DIRECTIONS:
[a] From the forum post about a dog that chews, please extract the part that opens with the words containing "My 3 yr. GR" and closes with "the *** people)". Copy it word for word.
[b] In the forum post about a dog that chews, rewrite the paragraph beginning "We felt Buddy kept coming back" as a short bulleted list that keeps its main facts.
[c] Continue the forum thread about a dog that chews, starting after its last sentence.

PAGE EXTRACT:
........

Post by Lori » Fri, 21 Jul 2000 04:00:00


My 3 yr. GR once chewed a huge hole in my sons brand new mattress...full
sized!  My 11/2 yr old GR chewed a hole in the wall in the hallway.  Puppies
will chew!
   I'd go back to the crating for awhile...I  did, and the dog was
fine...and so was my furniture.

--
Lori, and Lacie,Sam, and Bubba ( the *** people)

Quote:


> > Thanks all for the feedback.  I rescued Buddy and had found him a home
> > 3 times and 3 times he was returned.  The first decided to move in a
> > new house w/o a fence.  The second family's other dog was to old and
> > annoyed by him and the 3rd family wanted a dog to play with there
> > children.  Buddy was abandoned at a school track and abused by kids.

> > We felt Buddy kept coming back because he was meant to be with us.  We
> > have no children so our pet are replacements for them.  My other dog
> > and cat are as well behaved than most children.  Buddy also up until
> > now has been blending in.  I think he was bored and decided to chew.
> > I have a huge yard and they have a doggie door and freedom to come and
> > go.  He was crated at first but hasn't been for some time because he
> > was doing so well.  I'm sure he will hate it especially seeing Ginger
> > go freely.  I didn't realized labs like to chew.  He does chew all his
> > toys and chewie stuff.  He's mixed i think with pit bull and that's
> > probably a bad combination.  I do know we can't give him away, because
> > he wouldn't get the attention he does with us.  They get an evening
> > walk and 2 on weekends.  Apparantly running in the yard isn't enuff
> > either.  I'm feeling a bit better this morning.  He's definitely going
> > to obedience school.  Thanks all!

> I'm glad you are keeping Buddy.  I also had to laugh when I read your
story.  We
> got Guenther when he was 5 months old, and we are his 5th owners.  He was
a
> bundle of energy and we loved him instantly.  However, over the next year
or so,
> he had many 'not so cute' moments.  He was a pretty good dog, but suffered
from
> separation anxiety.  I'll give you a list of some of what we've
lost/replaced in
> that time, so you know many of us go through the same thing:  shampoo,
> conditioner, toothbrushes, cutlery, dishes, glasses, books, CD's, carpet,
drapes,
> shoes, shirts, razors!, brushes, hair clips, toilet paper, how many boxes
of cat
> food can a rotty/sheperd eat?.  After a year someone finally told us it
was
> separation anxiety, and we got a cage immediately.  We thought it was just
> energetic puppy behaviour.

> It's now been 2 years and he is wonderful.  Thankfully, nothing was too
expensive
> to replace, though we moved to a cheaper carpet 'just in case'.  We caged
him
> when we left him alone, and took him to an obedience class and continued
the
> lessons at home.  We are still training, and I'd like to teach him 'other
> things', but at this point he knows the basics and the commands that will
keep
> him safe (finally).  We haven't used the cage in I don't know how long,
though he
> likes to sleep in it.

........

DATA ENTRIES:
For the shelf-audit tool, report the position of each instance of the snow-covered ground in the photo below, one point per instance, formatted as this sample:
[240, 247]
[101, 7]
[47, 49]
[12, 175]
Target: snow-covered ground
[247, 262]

........

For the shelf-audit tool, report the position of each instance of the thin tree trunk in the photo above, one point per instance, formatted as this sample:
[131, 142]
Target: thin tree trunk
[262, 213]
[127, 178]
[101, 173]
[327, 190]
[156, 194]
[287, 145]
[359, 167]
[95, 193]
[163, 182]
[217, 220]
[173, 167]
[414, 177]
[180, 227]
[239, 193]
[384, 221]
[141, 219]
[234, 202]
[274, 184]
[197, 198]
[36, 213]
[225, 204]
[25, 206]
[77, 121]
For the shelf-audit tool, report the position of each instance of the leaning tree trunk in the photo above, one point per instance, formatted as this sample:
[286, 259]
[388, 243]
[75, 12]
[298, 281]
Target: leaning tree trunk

........

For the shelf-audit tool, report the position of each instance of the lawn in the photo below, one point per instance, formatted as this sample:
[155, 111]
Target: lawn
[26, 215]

........

EXPECTED RESPONSES:
[a]
My 3 yr. GR once chewed a huge hole in my sons brand new mattress...full
sized!  My 11/2 yr old GR chewed a hole in the wall in the hallway.  Puppies
will chew!
   I'd go back to the crating for awhile...I  did, and the dog was
fine...and so was my furniture.

--
Lori, and Lacie,Sam, and Bubba ( the *** people)

[b]
- The writer believes Buddy kept coming back because he was meant to be with them.
- They have no children, and their pets take that place. The other dog and the cat are well behaved.
- Buddy had been fitting in until now. The writer thinks he got bored and started chewing.
- The dogs have a large yard and a doggie door, so they can come and go freely.
- Buddy was crated at first but hasn't been for some time because he was doing well. The writer expects he will hate going back to the crate, especially when he sees Ginger roaming freely.
- The writer didn't realize labs like to chew. Buddy chews all his toys and chew items, and the writer thinks he may be mixed with pit bull, probably a bad combination.
- Giving him away isn't an option, because he wouldn't get the same attention elsewhere.
- The dogs get an evening walk on weekdays and two walks a day on weekends. Running in the yard apparently isn't enough.
- The writer feels a bit better, and Buddy is definitely going to obedience school.

[c]
> It is maddening to come home to a destroyed place, but one day you will
laugh
> about it.  Have patience, and follow the good advice given here.  Find a
good
> trainer that both of you are comfortable with, one that doesn't force a
dog to be
> 'human', but understands dogs and helps you understand them.  Dogs love
> unconditionally, and want nothing more than to be with you.  Remember,
you've
> adopted your best friend.

> Good luck with obedience training.  And just think, a few years from now,
he'll
> clue in!  He sounds like a very lucky dog.

> --
> Spectre

 
 
 

I am SOOOO Sick

Post by Anne-Mari » Fri, 21 Jul 2000 04:00:00


Hi
My youngest Weimaraner is a real chewer, the cure?  we leave
cardboard boxes around for him to vent his boredom and
frustration on when we are not home.  Dogs don't reealize the
value of things, so slippers and sofa are the aame as........I
hope things go ok

AM

Information on Weimaraners

http://sites.netscape.net/annemariebrad/index.htm

-----------------------------------------------------------

Got questions?  Get answers over the phone at Keen.com.
Up to 100 minutes free!
http://www.keen.com

 
 
 

I am SOOOO Sick

Post by Phyll » Sat, 22 Jul 2000 04:00:00


Excellent idea!!  My folks just got a new computer and they have lots
of cardboard available.  Today, i went to buy a baby gate.  Buddy can
stay in my washer/dryer room.  I have a fan also set up for him. He
also has acess via doggie door from there. I thought tho i could use
the gate to separate him from the rest of the laundry room/kitchen.
That way he would sill have a/c.   I put it up at lunch, went back to
work. At five o'cloick i raced home and noticed he didn't greet me at
the door. Hmmmm, figured he must be in the backyard.  Good sign,  the
gate was still up and intact, however Buddy was stretching and yawning
on the other side of it along side Ginger.  Don't know exactly how he
got over it without knocking it down.  Best part is....he didn't TOUCH
the furniture.  I'm still thinking of ideas tho.  Will get cardboard
tomorrow.

Phyllis

On Thu, 20 Jul 2000 15:25:31 -0700, Anne-Marie

Quote:

>Hi
>My youngest Weimaraner is a real chewer, the cure?  we leave
>cardboard boxes around for him to vent his boredom and
>frustration on when we are not home.  Dogs don't reealize the
>value of things, so slippers and sofa are the aame as........I
>hope things go ok

>AM

>Information on Weimaraners

>http://sites.netscape.net/annemariebrad/index.htm

>-----------------------------------------------------------

>Got questions?  Get answers over the phone at Keen.com.
>Up to 100 minutes free!
>http://www.keen.com

 
 
 

I am SOOOO Sick

Post by Nola » Sat, 22 Jul 2000 04:00:00


I apologize for my tirade, then.  Since you've had Buddy returned three
times, you can hopefully see where I was coming from.

Best of luck to you :)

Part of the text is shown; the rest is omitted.